Here are some entries; quote each one exactly.
-- Records for this task follows --
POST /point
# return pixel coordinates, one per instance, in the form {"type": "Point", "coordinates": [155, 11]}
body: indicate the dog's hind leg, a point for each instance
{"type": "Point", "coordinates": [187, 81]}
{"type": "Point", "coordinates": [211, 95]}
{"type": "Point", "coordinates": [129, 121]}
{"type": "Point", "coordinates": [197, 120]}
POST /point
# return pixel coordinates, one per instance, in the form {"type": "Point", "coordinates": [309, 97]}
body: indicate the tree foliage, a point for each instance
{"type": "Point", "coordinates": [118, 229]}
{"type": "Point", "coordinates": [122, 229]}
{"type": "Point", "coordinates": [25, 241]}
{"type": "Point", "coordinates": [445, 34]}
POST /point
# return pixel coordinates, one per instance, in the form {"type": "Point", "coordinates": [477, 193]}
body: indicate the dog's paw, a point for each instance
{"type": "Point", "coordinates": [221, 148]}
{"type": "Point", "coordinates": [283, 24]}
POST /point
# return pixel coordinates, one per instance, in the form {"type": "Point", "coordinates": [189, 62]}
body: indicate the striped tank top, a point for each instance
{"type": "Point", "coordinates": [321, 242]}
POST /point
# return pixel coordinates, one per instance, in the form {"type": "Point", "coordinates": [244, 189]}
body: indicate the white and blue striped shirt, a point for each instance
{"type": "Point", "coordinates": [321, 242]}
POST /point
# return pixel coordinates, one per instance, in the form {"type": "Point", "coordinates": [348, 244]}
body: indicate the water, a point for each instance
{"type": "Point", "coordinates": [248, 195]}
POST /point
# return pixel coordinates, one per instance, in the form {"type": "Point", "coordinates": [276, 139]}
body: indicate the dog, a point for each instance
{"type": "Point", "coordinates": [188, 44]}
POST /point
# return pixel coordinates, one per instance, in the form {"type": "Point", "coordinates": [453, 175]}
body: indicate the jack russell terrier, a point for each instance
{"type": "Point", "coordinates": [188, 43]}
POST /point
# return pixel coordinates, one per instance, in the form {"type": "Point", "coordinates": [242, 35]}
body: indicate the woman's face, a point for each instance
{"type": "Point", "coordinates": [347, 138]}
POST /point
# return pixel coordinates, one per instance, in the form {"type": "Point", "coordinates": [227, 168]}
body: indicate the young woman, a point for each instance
-- Records for this task concluded --
• [Exercise response]:
POST /point
# return pixel coordinates, one per instance, in the form {"type": "Point", "coordinates": [155, 11]}
body: indicate the dog's hind leg, a point for each instance
{"type": "Point", "coordinates": [187, 81]}
{"type": "Point", "coordinates": [211, 95]}
{"type": "Point", "coordinates": [129, 121]}
{"type": "Point", "coordinates": [197, 120]}
POST /point
# return pixel coordinates, one per instance, in the form {"type": "Point", "coordinates": [309, 97]}
body: indicate the tree foliage, a point for each instance
{"type": "Point", "coordinates": [118, 229]}
{"type": "Point", "coordinates": [122, 229]}
{"type": "Point", "coordinates": [25, 241]}
{"type": "Point", "coordinates": [445, 34]}
POST /point
# return pixel coordinates, one per instance, in the form {"type": "Point", "coordinates": [477, 193]}
body: indicate the dog's paw, a point for each instance
{"type": "Point", "coordinates": [221, 148]}
{"type": "Point", "coordinates": [283, 24]}
POST /point
# return pixel coordinates, one per instance, in the form {"type": "Point", "coordinates": [189, 62]}
body: indicate the striped tank top, a point for each instance
{"type": "Point", "coordinates": [321, 242]}
POST /point
# return pixel coordinates, one per instance, in the form {"type": "Point", "coordinates": [244, 189]}
body: indicate the white and blue striped shirt, a point for each instance
{"type": "Point", "coordinates": [321, 242]}
POST /point
# return pixel coordinates, one per instance, in the form {"type": "Point", "coordinates": [348, 244]}
body: indicate the water, a point for each instance
{"type": "Point", "coordinates": [248, 195]}
POST /point
# return pixel coordinates, one per instance, in the form {"type": "Point", "coordinates": [276, 139]}
body: indicate the dog, a point for each instance
{"type": "Point", "coordinates": [188, 44]}
POST /point
# return pixel coordinates, one per instance, in the form {"type": "Point", "coordinates": [453, 175]}
body: indicate the jack russell terrier, a point for each instance
{"type": "Point", "coordinates": [188, 43]}
POST /point
# return pixel coordinates, one per instance, in the form {"type": "Point", "coordinates": [242, 35]}
body: indicate the woman's face, a point for each instance
{"type": "Point", "coordinates": [347, 138]}
POST /point
# return pixel coordinates, one per instance, in the form {"type": "Point", "coordinates": [227, 168]}
body: indicate the young woman, a point for each instance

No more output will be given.